Рабочее задание A: Какой ответ, согласно тексту о житомирцах, чаще всего дает тот, у кого на улице спрашивают «Что нового?»
Рабочее задание B: Продолжите текст о житомирцах, начиная сразу после его последнего предложения.

╭─ Текстовый фрагмент

Житомирец на карман туг — и дальше платонического сочувствия редко идет.
Пошленькая, прикладная мудрость всегда выручит: всем, мол, не поможешь, а паллиативы (любят у нас это слово) не должны иметь место в здравомыслящем обществе.
Что, мол, за помощь?
Как в народной песне: «Хвост вытащит — нос увязнет».
Ах, господа, «благоразумники»!
Вам бы широкой инициативы, больших средств — то-то бы вы себя показали… И красивых бы слов наговорили всласть, и другим бы дали поговорить…
Только чтобы на готовенькое, — чтобы и дело было налажено, — и деньги наши при нас остались…
Видали вы когда-нибудь, как два житомирца встречаются на улице? — Презабавно!
Неизменно, по доброму обычаю, один справляется у другого: «Что нового?»
Вопрошаемый обыкновенно в полном недоумении… даже испарина показывается… «Что нового?» — то есть, в каком смысле?
И ответ большей частью самый утешительный: «Ничего…»
Маленькое и такое простое это слово — «ничего», а сколько в нем обидного!
«Ничего нового» — это незаметная, но неотразимая, как смерть, судьба человека, который еще, по-видимому, живет, рассуждает, ходит в гости, сплетничает, но человек этот мертв и заражает все, к чему ни прикоснется его бессильная, дряблая рука.
Может быть, это слишком сильно… но когда день за днем только одно безотрадное, голое «ничего», — жутко как-то становится!..
Читатель, если он терпеливо до конца пробежит эти строки, конечно, будет озадачен…
Где же «злоба дня»? Как же можно без «злобы дня»?

╰─
╭─ Предоставленные записи

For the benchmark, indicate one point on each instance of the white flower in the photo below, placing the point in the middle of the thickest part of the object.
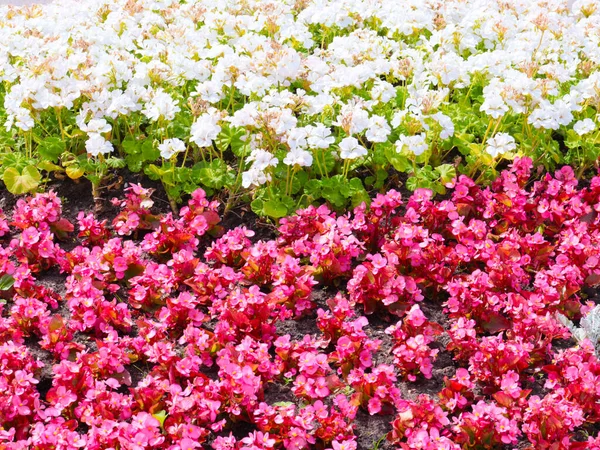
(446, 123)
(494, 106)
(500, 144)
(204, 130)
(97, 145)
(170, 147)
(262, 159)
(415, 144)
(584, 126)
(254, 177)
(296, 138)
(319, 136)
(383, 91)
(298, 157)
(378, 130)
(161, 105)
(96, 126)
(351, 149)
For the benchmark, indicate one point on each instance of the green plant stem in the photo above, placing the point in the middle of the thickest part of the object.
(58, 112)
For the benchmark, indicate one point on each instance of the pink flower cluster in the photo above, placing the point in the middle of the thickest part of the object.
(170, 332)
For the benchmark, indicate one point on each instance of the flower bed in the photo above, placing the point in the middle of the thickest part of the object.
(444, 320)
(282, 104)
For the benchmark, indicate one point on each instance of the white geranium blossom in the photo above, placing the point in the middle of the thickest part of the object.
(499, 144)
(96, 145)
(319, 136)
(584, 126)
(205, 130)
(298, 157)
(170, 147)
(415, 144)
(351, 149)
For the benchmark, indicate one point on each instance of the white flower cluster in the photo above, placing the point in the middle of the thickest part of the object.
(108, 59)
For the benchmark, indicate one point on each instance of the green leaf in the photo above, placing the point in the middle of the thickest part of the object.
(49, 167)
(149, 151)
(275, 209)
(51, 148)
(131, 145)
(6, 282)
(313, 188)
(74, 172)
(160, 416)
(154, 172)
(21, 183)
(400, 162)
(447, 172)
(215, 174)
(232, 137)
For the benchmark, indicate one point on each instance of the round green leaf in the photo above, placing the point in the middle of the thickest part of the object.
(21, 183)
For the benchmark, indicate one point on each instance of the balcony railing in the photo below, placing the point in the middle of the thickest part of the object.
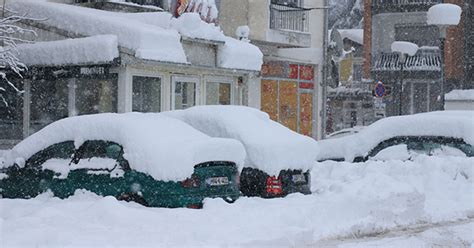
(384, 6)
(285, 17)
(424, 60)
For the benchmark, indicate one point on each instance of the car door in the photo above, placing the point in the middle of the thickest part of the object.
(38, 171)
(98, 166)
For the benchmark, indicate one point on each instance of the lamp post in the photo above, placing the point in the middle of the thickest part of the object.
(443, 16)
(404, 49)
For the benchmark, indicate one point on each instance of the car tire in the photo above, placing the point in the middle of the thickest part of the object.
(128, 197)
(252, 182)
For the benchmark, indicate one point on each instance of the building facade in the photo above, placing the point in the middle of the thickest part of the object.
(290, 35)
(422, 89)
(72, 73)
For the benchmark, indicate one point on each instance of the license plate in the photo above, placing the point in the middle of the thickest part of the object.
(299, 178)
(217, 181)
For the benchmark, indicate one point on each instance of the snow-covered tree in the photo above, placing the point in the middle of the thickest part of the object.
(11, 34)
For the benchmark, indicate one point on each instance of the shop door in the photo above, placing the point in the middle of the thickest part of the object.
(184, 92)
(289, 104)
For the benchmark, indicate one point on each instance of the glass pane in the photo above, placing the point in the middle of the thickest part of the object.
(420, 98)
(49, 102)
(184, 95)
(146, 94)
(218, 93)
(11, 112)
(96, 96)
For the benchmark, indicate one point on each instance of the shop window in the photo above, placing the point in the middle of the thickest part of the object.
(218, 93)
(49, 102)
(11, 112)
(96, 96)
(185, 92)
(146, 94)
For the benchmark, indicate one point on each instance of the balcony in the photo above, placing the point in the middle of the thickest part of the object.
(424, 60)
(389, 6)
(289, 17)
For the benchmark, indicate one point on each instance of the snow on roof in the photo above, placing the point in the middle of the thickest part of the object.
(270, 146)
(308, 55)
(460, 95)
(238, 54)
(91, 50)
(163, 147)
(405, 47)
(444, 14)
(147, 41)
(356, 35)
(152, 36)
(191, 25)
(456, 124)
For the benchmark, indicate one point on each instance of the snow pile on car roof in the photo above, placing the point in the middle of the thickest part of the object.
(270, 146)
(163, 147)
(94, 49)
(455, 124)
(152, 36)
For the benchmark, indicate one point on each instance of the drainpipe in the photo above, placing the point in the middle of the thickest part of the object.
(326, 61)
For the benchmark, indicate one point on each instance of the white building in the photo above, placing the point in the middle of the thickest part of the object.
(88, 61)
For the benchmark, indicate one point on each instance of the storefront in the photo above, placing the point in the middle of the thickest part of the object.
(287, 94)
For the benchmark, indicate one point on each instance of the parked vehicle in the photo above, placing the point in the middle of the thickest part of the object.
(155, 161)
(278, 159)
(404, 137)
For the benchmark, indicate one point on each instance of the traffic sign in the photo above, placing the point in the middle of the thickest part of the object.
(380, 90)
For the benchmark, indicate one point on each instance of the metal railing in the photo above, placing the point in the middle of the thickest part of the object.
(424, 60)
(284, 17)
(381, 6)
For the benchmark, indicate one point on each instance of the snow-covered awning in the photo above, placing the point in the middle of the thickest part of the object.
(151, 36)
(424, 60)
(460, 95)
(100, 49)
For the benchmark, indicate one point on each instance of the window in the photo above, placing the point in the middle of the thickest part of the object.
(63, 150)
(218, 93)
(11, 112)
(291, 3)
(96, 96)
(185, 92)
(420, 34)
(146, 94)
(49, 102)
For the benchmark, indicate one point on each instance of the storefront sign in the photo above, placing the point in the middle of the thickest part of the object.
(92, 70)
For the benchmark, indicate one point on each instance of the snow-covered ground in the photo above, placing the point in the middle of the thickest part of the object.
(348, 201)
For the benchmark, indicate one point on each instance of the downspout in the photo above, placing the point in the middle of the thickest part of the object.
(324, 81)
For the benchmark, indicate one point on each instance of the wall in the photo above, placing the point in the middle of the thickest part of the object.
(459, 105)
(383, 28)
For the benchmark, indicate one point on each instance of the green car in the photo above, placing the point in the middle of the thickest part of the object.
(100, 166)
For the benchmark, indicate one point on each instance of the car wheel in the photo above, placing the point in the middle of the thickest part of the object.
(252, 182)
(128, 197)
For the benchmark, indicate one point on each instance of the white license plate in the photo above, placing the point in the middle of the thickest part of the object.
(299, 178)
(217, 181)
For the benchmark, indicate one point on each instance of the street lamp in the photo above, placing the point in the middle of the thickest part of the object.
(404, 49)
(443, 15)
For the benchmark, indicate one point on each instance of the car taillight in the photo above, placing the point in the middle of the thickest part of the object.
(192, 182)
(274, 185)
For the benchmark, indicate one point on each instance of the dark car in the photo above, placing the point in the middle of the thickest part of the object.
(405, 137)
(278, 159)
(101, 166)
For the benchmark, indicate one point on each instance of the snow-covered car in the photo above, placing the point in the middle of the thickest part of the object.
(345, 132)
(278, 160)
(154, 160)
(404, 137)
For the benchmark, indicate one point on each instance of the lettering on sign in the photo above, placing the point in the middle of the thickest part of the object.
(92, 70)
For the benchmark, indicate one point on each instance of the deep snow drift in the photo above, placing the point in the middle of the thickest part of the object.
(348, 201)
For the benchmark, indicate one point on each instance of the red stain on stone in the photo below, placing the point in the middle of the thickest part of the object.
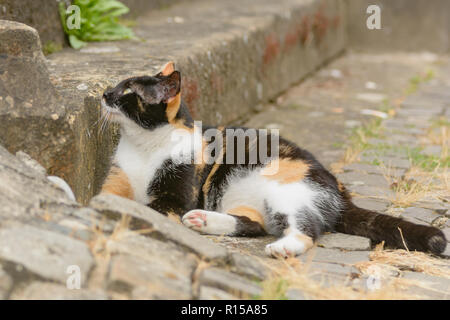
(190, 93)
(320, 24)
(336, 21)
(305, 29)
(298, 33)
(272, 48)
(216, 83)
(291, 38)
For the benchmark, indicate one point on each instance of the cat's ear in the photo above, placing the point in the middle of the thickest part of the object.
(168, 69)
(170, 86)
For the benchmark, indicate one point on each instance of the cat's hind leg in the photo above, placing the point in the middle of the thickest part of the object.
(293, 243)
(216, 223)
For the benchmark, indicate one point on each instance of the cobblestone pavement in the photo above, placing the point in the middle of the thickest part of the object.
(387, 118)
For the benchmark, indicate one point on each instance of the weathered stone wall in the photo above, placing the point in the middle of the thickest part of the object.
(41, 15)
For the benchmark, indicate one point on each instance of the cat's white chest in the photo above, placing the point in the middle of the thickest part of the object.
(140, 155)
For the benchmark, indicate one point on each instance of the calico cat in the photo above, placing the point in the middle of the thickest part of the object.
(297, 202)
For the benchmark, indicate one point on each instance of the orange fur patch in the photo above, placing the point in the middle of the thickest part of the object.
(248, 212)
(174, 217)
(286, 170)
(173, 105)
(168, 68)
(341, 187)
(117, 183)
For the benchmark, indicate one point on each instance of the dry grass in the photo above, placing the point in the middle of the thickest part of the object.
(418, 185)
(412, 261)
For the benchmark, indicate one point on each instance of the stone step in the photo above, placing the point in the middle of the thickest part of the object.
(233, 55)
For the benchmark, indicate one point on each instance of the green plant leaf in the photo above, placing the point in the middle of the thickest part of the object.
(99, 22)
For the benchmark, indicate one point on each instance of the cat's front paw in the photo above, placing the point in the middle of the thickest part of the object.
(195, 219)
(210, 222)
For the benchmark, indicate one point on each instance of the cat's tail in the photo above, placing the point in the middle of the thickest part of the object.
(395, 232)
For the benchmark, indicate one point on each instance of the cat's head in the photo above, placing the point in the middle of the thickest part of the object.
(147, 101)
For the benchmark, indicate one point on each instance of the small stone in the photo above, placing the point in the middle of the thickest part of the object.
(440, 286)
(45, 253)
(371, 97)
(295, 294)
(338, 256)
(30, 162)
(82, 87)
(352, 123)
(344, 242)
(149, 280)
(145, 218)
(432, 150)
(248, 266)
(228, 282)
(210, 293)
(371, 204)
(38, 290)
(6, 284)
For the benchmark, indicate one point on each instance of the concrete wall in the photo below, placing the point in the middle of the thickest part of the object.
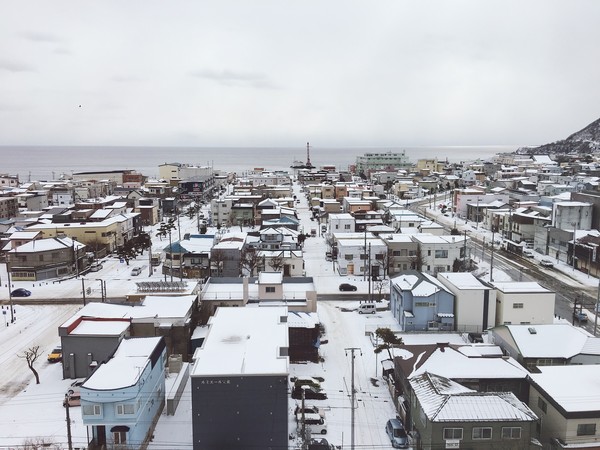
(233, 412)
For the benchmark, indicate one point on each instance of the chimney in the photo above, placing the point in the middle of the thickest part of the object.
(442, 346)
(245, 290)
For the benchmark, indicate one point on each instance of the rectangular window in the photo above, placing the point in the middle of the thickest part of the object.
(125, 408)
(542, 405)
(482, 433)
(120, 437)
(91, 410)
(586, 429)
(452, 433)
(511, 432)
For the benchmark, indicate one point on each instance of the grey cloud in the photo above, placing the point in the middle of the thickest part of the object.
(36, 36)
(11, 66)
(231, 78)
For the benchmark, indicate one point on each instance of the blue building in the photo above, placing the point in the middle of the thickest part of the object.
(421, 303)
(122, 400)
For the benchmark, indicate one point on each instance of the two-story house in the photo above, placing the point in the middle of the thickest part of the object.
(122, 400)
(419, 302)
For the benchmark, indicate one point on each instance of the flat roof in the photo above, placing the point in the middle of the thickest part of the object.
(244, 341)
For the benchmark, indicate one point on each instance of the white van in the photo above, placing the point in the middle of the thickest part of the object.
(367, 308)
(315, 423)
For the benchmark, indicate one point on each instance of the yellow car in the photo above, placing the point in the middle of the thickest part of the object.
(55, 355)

╰─

Ответ к заданию A: «Ничего…»

Ответ к заданию B:
Пока у нас одна «злоба дня», приглядевшаяся и незаметная, — имя ей «спячка»…
А время принесет с собой какой-нибудь «пикантный эпизод»…
Иван Иванович поссорится с Иваном Никифоровичем (без этого они не могут!) — и доставят немалое развлечение окружающим, выкладывая всю подноготную своих делишек…
А пока лето вступило в свои права — будем же им с «чистым сердцем пользоваться».
И хотелось бы, чтобы этой пресловутой «злобы дня» было поменьше…
Больно уж она у нас неприглядна! — дальше «скандальной хроники» и киваний друг на друга — все ничего не вытанцовывается.
Поживем — увидим…
II
Человек любит сомневаться.
Чем объяснить это обычное явление — не знаю.
Любознательным рекомендую порыться в «Популярных психологиях» Сытина et tutti quanti[1], там, говорят, все можно найти…
Мне же кажется, что есть особый «микроб сомнения».
Он носится в скученной и душной земной атмосфере наших весей и городов и, не разбирая ни пола, ни возраста, ни звания, заползает незаметно в душу и начинает свою разлагающую, подтачивающую работу.
Сомневаются все — и во всем — старые и молодые, развитые… и просто глупые.
Каждый, конечно, по-своему…
Всегда, с незапамятных времен люди верили в свое «подрастающее поколение»…
Люди любили и берегли свою молодость… называли ее «молодыми побегами», «солью земли»…
Не то в наши дни…
«Наше поколенье юности не знает…»
Спросите вы какого-нибудь «сомневающегося индивидуума» 18 лет, любит ли он Гончарова, Тургенева, Достоевского.
Назовите всех, кем гордится наша литература.
Ответ будет скор и лаконичен: «Устарели!», при этом молодой человек «делает умное лицо» и иронически на вас посматривает…
«Старая школа, батенька!»
И вот после такого «пассажа» вы сами начинаете сомневаться в том, читал ли милый мальчик «устарелых»?..
И если читал, то не так ли, как гоголевский Петрушка?
Наконец, сомневаетесь и в том, читал ли он вообще что-нибудь, кроме «заданного»?
Сомнение, продолжая свою разрушительную работу, доводит вас до того, что вам начинает казаться — уж не представители ли переходной формации от обезьяны к человеку перед вами!..
И, смущенный и огорченный, вы торопитесь уйти…
Вам даже досадно: «Дернуло же спрашивать!»
Сомнение сделало свое дело…
Еще одна «иллюстрация» — подошли вы к вашей доброй знакомой «поболтать».
«Я вам не помешаю, добрейшая (имярек)?» — в тоне вашего вопроса уже звучит сомнение…
Вместо спокойной уверенности в себе — вы с глубоким огорчением замечаете, что голос у вас дрожит, «срывается с тона» — и вообще вы начинаете чувствовать себя прескверно.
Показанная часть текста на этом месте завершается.